=== Description of the task ===
Gather every line of the items below that contains the string "fence".

=== Entries provided ===
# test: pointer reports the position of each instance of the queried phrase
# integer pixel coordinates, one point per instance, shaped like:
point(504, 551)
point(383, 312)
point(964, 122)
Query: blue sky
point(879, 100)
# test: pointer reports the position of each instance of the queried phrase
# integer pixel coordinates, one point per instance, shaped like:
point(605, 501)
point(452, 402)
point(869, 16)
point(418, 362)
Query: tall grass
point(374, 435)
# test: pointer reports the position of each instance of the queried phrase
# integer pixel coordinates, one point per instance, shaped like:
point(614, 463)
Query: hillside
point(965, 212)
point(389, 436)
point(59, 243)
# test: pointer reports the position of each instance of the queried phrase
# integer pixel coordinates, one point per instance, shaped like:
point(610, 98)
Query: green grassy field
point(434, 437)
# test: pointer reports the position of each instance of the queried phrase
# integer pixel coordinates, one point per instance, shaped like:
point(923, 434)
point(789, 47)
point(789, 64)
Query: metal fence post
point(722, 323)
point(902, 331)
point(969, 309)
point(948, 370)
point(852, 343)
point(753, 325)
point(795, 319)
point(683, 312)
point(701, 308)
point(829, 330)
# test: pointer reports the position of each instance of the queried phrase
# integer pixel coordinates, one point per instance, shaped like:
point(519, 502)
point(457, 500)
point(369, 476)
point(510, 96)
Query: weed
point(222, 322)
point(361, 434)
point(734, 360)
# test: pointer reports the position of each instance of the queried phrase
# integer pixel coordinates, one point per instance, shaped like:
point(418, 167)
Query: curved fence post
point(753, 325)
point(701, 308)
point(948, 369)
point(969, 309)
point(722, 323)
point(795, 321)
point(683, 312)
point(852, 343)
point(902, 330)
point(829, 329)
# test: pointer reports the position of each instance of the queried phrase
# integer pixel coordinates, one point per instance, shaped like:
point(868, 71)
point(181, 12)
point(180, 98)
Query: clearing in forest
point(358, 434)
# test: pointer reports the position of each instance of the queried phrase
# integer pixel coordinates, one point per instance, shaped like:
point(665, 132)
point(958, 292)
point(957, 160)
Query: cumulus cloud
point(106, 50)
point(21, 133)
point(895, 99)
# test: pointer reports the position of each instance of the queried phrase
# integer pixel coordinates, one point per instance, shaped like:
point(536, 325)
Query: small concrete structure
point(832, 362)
---
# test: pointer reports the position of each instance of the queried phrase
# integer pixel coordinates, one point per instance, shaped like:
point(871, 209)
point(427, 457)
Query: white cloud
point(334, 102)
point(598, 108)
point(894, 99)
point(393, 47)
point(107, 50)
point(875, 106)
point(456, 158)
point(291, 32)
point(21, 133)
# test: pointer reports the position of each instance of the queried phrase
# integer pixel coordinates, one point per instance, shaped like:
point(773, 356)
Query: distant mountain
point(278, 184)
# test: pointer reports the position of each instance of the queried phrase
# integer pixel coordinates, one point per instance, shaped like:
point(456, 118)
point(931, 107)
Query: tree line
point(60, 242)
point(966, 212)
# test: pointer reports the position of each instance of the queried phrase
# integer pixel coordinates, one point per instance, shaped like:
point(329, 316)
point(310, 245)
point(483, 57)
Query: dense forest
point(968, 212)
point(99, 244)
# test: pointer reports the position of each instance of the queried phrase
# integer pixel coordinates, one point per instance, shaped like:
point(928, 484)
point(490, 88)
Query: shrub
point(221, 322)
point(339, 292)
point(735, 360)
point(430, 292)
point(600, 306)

=== The response ===
Query: metal fence post
Query: curved fence post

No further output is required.